Extract: Begin
ROBERT SIEGEL, HOST:

In Argentina, a man who accused that country's president of a cover-up has been found dead. Special prosecutor Alberto Nisman accused President Cristina Fernandez de Kirchner of protecting Iranian suspects in the 1994 bombing of a Jewish community center. It was the worst terror attack in Argentine history. Nisman was supposed to testify in a congressional hearing there today.

Haley Cohen joins us now from Buenos Aires where she's a correspondent for The Economist. Welcome to the program. And Mr. Nisman's death appeared to be a suicide but the timing raised a lot of suspicion of homicide. And now an autopsy shows that there's no evidence anyone else was involved. What else is known about his death at this point?

HALEY COHEN: So far, all that we know is that Mr. Nisman died because of a gunshot wound to his right temple. The bullet casing of which was found next to his body - it appears to have come from a 20 - a .22 caliber pistol. The investigator has revealed that Nisman had two guns registered to his name but would not say that the gun found next to him was one of them. We also know that when his mother attempted to gain entry to his apartment upon becoming suspicious after he didn't answer texts or her phone calls which was uncharacteristic, she found that the door was locked from the inside. Now, we know also that there's a second entrance through which any third person or intruder could have gained entrance to Nisman's apartment. But that person or intruder would have needed a code to get up in the elevator, and the door did not appear to be forced.

SIEGEL: Haley, take us back to 1994. Help us understand what happened at the Jewish center back then.
Extract: End
Stored data: Begin
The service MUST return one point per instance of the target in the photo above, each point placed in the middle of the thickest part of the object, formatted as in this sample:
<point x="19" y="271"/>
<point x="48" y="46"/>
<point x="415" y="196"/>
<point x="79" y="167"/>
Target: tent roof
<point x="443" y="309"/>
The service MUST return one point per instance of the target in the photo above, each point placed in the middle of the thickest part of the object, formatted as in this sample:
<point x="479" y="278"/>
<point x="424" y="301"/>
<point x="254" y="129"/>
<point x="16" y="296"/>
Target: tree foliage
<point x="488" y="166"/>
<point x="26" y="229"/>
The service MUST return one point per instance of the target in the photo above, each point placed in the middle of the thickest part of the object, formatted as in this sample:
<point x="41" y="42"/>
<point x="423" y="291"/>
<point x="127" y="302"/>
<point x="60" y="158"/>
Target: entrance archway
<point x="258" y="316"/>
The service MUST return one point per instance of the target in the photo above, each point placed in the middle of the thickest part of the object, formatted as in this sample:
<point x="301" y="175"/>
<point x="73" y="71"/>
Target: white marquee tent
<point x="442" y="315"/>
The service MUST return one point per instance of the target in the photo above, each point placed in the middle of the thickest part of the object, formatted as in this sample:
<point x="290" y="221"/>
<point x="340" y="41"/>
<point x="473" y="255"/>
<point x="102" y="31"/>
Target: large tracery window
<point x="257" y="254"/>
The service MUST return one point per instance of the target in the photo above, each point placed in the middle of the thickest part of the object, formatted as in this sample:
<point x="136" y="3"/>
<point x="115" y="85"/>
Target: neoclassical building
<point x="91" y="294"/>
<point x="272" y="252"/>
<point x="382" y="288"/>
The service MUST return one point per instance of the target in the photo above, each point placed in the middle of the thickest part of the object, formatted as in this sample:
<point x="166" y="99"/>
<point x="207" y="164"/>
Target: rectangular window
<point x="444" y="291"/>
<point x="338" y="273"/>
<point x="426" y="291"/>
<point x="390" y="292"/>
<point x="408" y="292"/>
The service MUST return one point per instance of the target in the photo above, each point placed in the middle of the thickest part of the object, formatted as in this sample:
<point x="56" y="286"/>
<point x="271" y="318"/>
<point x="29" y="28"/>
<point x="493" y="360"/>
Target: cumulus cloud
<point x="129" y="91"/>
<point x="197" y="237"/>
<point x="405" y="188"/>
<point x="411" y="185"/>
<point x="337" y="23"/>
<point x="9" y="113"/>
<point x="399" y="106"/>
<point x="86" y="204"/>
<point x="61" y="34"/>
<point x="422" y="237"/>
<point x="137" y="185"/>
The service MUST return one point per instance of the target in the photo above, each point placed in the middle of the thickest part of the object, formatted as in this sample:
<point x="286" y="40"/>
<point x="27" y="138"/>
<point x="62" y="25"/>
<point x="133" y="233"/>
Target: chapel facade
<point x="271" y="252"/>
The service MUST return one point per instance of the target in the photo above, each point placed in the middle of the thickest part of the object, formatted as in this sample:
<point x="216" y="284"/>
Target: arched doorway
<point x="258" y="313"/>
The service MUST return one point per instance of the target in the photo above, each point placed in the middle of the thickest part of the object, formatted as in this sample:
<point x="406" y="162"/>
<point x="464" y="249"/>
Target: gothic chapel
Stored data: End
**Task list:**
1. Name every person the transcript about Nisman's death identifies by name.
2. Repeat the transcript word for word from "Haley Cohen joins" to "at this point?".

**Activity answers:**
1. Robert Siegel, Alberto Nisman, Cristina Fernandez de Kirchner, Haley Cohen

2.
Haley Cohen joins us now from Buenos Aires where she's a correspondent for The Economist. Welcome to the program. And Mr. Nisman's death appeared to be a suicide but the timing raised a lot of suspicion of homicide. And now an autopsy shows that there's no evidence anyone else was involved. What else is known about his death at this point?